I am pleased to see that we are now all agreed that the Federal system is, under present conditions, the only sure basis on which Nigeria will remain united. We must recognize our diversity and the peculiar conditions under which the different tribal communities live in this country – Tafawa Balewa, 1957

  • One of the monsters which menaced the public life of this country up to 14th January, this year (1966) is OPPORTUNISM with its attendant evils of jobbery, venality, corruption, and unabashed self-interest. .. a truly public-spirited person should accept public office not for what he can get for himself — such as the profit and glamour of office — but for the opportunity which it offers him of serving his people to the best of his ability, by promoting their welfare and happiness.

* A quote from Chief Obafemi Awolowo’s letter from prison to Major General John Thomas Aguiyi-Ironsi pressing for his release and that of his colleagues dated March 28, 1966.

  • The influence which a nation exerts, the respect which it enjoys, and the prestige accorded to it on the world scene,depend on two important factors: the size of its wealth and the calibre of its leadership. Granting an incorruptible, courageous, public-spirited, enlightened and dynamic leadership,the wealth of a nation is the fountain of its strength. The bigger the wealth, and the more equitable its distribution among the factors and agencies which have helped to produce it, the greater the out-flow of the nation’s influence and power.

* Chief Awolowo in a speech he delivered in London on November 3 1961.

  • If rapid political progress is to be made in Nigeria, it is high time we were realistic in tackling its constitutional problems. Nigeria is not a nation. It is a mere geographical expression. There are no ‘Nigerians’ in the same sense as there are ‘English’, ‘Welsh,’ or ‘French’. The word ‘Nigerian’ is merely a distinctive appellation to distinguish those who live within the boundaries of Nigeria from those who do not.

* Obafemi Awolowo in Path to Nigerian Freedom (London: Faber and Faber, 1947), pp. 47–48.

  • Violence has never been an instrument used by us, as founding fathers of the Nigerian Republic, to solve political problems. In the British tradition, we talked the Colonial Office into accepting our challenges for the demerits and merits of our case for self-government. After six constitutional conferences in 1953, 1954, 1957, 1958, 1959, and 1960, Great Britain conceded to us the right to assert our political independence as from October 1, 1960.
  • None of the Nigerian political parties ever adopted violent means to gain our political freedom and we are happy to claim that not a drop of British or Nigerian blood was shed in the course of our national struggle for our place in the sun. This historical fact enabled me to state publicly in Nigeria that Her Majesty’s Government has presented self-government to us on a platter of gold.
  • Of course, my contemporaries scorned at me, but the facts of history are irrefutable. I consider it most unfortunate that our ‘Young Turks’ decided to introduce the element of violent revolution into Nigerian politics. No matter how they and our general public might have been provoked by obstinate and perhaps grasping politicians, it is an unwise policy.

#### MATERIAL:
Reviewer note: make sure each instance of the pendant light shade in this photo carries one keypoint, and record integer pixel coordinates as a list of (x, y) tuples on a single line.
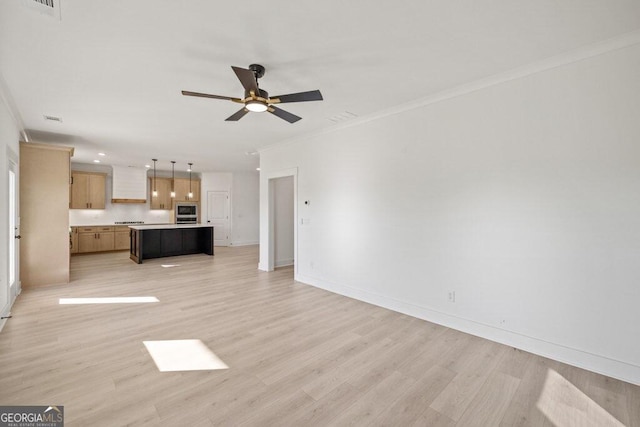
[(173, 178), (190, 192), (155, 191)]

#### WHAT TO DO:
**a)** List every year in which a constitutional conference was held, according to the quotes on Nigerian politics.
**b)** Extend the quotes on Nigerian politics, picking up right after their final sentence.
The lines have no connection to the quotes on Nigerian politics.

#### RESPONSES TO THE TASKS:
**a)** 1953, 1954, 1957, 1958, 1959, 1960

**b)**
Dr Nnamdi Azikiwe’s reaction to Nigeria’s fisrt military coup of January 15, 1966

  • In these days of rapid communications, we cannot live in isolation, apart from the rest of the world, even if we wished to do so. All too soon it has become evident that for us, independence implies a great deal more than self-government.

This great country, which has now emerged without bitterness or bloodshed, finds that she must at once be ready to deal with grave international issues. This fact has of recent months been unhappily emphasised by the startling events which have occurred in this continent. I shall not belabour the point but it would be unrealistic not to draw attention first to the awe-inspiring task confronting us at the very start of our nationhood.

 

When this day in October 1960 was chosen for our Independence, it seemed that we were destined to move with quiet dignity to our place on the world stage. Recent events have changed the scene beyond recognition, so that we find ourselves today being tested to the utmost. We are called upon immediately to show that our claims to responsible government are well-founded, and having been accepted as an independent state, we must at once play an active part in maintaining the peace of the world and in preserving civilisation

Excerpts of The Speech declaring Nigeria’s Independence Sir Abubakar Tafawa Balewa – October 1, 1960

  • My parents are natives of Eastern Nigeria, the arsenal of republicanism in Nigeria. Although I am Ibo, yet I speak Yoruba and I have a smattering of Hausa. I am now Premier of Eastern Nigeria, the land of my fathers, which lies five hundred miles from Lagos and almost a thousand miles from the place of my birth in Zungeru, in Northern Nigeria.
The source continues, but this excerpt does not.